> **Text section**:

+---+

Review: Midnight Memories, One Direction #MusicMonday

Monday, November 25, 2013

One Direction Midnight Memories
source: One Direction's Facebook page
I wasn't going to do a full-fledged post on One Direction's latest album "Midnight Memories," but after giving it a thrice-over, I realized that I actually like this album. A lot. While I've been a fan of theirs since their time on "The X Factor UK" in 2010, I always said I was more of a fan of them as a group than I was of their music. I liked their previous album "Take Me Home" just fine and barely put up with their debut "Up All Night." "Midnight Memories" is the first album I genuinely like for the music, and I'm kind of relieved that they're moving in a direction that I can finally relate to. You know, being that I'm like a decade out of their target demographic and all.

Like the previous albums, "Midnight Memories" was recorded and released about a year from the previous one ("Up All Night" being released about a year after the group first began appearing on television). At this rate -- and considering the group's been touring all along -- one can only really expect a mediocre album. The teen idols of the late '90s released an album every 2 years or 18 months, at best, and at the rate One Direction's people is working them, I wouldn't at all be surprised if the boys crashed and burned soon.

But hey, at least the music is getting better. "Midnight Memories" has a very different underlying sound that comes across as more of a mood than a distinctive quality. Their previous albums both had a decidedly teenage, house party-like feel to them, and although "Take Me Home" included a few heartfelt acoustic ballads, the album was very much in the same field as "Up All Night." "Midnight Memories" is a totally different ballgame, as far as pop music goes.

+---+

> **Information provided**:
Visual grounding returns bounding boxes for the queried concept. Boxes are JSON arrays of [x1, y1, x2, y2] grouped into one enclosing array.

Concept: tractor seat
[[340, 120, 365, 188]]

+---+

> **Tasks to perform**:
**a)** In the review of "Midnight Memories," what year does the reviewer say they became a fan of One Direction during the group's time on "The X Factor UK"?
**b)** Print the passage of the album review starting with "Review: Midnight Memories, One" and going on through "demographic and all.".

> **Expected outputs**:
**a)** 2010

**b)**
Review: Midnight Memories, One Direction #MusicMonday

Monday, November 25, 2013

One Direction Midnight Memories
source: One Direction's Facebook page
I wasn't going to do a full-fledged post on One Direction's latest album "Midnight Memories," but after giving it a thrice-over, I realized that I actually like this album. A lot. While I've been a fan of theirs since their time on "The X Factor UK" in 2010, I always said I was more of a fan of them as a group than I was of their music. I liked their previous album "Take Me Home" just fine and barely put up with their debut "Up All Night." "Midnight Memories" is the first album I genuinely like for the music, and I'm kind of relieved that they're moving in a direction that I can finally relate to. You know, being that I'm like a decade out of their target demographic and all.